__EXERCISE REQUIREMENTS__: Every entry must be echoed exactly.
-- Start DATA SUPPLIED --
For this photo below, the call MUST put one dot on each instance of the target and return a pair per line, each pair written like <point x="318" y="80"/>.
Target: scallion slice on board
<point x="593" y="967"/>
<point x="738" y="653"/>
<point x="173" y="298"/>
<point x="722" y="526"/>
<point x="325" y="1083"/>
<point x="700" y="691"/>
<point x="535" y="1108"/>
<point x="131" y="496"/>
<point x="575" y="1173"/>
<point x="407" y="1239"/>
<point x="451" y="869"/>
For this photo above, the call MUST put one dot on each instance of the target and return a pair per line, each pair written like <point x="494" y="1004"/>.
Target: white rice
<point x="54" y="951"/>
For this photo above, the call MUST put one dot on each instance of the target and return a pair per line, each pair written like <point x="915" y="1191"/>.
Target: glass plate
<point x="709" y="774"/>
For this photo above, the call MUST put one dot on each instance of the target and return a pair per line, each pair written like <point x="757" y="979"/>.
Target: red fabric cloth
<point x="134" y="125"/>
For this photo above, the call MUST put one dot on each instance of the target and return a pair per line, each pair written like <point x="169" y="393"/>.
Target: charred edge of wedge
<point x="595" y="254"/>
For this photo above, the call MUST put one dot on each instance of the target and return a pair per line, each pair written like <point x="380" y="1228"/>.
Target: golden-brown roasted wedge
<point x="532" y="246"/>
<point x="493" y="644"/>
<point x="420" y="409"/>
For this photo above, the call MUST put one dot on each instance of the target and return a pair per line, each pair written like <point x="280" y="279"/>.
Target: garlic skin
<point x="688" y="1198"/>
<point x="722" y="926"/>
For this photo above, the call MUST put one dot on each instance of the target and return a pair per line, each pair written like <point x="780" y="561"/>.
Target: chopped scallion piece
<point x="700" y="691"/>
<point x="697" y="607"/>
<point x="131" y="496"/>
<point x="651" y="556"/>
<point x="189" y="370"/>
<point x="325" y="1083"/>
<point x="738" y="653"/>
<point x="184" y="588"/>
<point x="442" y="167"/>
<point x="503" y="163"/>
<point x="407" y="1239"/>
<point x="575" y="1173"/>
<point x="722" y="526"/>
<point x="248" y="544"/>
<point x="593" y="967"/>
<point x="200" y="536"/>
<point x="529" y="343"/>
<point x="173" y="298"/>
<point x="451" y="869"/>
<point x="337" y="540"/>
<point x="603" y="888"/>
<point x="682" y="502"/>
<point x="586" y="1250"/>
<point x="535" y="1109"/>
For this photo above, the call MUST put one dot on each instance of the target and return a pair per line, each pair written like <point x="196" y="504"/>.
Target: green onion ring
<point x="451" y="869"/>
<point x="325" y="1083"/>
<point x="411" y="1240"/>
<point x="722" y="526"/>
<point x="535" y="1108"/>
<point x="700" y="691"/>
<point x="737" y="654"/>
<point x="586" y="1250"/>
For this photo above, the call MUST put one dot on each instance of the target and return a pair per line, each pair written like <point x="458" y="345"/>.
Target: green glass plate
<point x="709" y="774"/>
-- End DATA SUPPLIED --
__EXERCISE SOLUTION__:
For this photo below, the call MUST put one dot on each instance of the target and return a pair per line, each pair written like <point x="318" y="80"/>.
Target: scallion slice on board
<point x="593" y="967"/>
<point x="738" y="653"/>
<point x="173" y="298"/>
<point x="722" y="526"/>
<point x="325" y="1083"/>
<point x="700" y="691"/>
<point x="535" y="1108"/>
<point x="131" y="496"/>
<point x="575" y="1173"/>
<point x="407" y="1239"/>
<point x="451" y="869"/>
For this photo above, the call MUST put one dot on each instance of the target and return a pair per line, each pair written like <point x="494" y="1004"/>.
Target: white rice
<point x="54" y="951"/>
For this photo above, the call MUST put one dot on each instance of the target and return a pair per line, each pair written like <point x="915" y="1191"/>.
Target: glass plate
<point x="709" y="774"/>
For this photo above, the call MUST put one dot on each instance of the target and return a pair per line, each pair written like <point x="757" y="979"/>.
Target: red fabric cloth
<point x="134" y="125"/>
For this photo above, the call MUST put one dot on each instance of the target and return a pair per line, each pair written like <point x="169" y="393"/>.
Target: charred edge of wedge
<point x="595" y="254"/>
For this photo above, the call MUST put one dot on each instance of the target and return a pair per line, each pair written like <point x="380" y="1228"/>.
Target: golden-brown roasted wedge
<point x="532" y="246"/>
<point x="493" y="644"/>
<point x="420" y="409"/>
For this photo above, the call MUST put one dot on each instance of the target and return a pair per line, each pair written like <point x="280" y="279"/>.
Target: garlic skin
<point x="688" y="1198"/>
<point x="722" y="926"/>
For this photo above, the call MUST put one dot on each instance of the target and return a pair per line, each pair written like <point x="780" y="561"/>.
Target: chopped scallion piece
<point x="700" y="691"/>
<point x="697" y="607"/>
<point x="131" y="496"/>
<point x="651" y="556"/>
<point x="189" y="370"/>
<point x="325" y="1083"/>
<point x="738" y="653"/>
<point x="184" y="588"/>
<point x="442" y="167"/>
<point x="503" y="163"/>
<point x="407" y="1239"/>
<point x="575" y="1173"/>
<point x="722" y="526"/>
<point x="248" y="544"/>
<point x="593" y="967"/>
<point x="200" y="536"/>
<point x="529" y="343"/>
<point x="173" y="298"/>
<point x="451" y="869"/>
<point x="337" y="540"/>
<point x="603" y="888"/>
<point x="682" y="502"/>
<point x="586" y="1250"/>
<point x="535" y="1109"/>
For this photo above, the call MUST put one dot on each instance of the target and return a pair per line, each pair written like <point x="196" y="504"/>.
Target: green onion ring
<point x="451" y="869"/>
<point x="325" y="1083"/>
<point x="411" y="1240"/>
<point x="722" y="526"/>
<point x="535" y="1108"/>
<point x="700" y="691"/>
<point x="737" y="654"/>
<point x="586" y="1250"/>
For this photo above, the call MUST put one dot on each instance of the target and return a pair per line, each pair written like <point x="458" y="345"/>.
Target: green glass plate
<point x="709" y="774"/>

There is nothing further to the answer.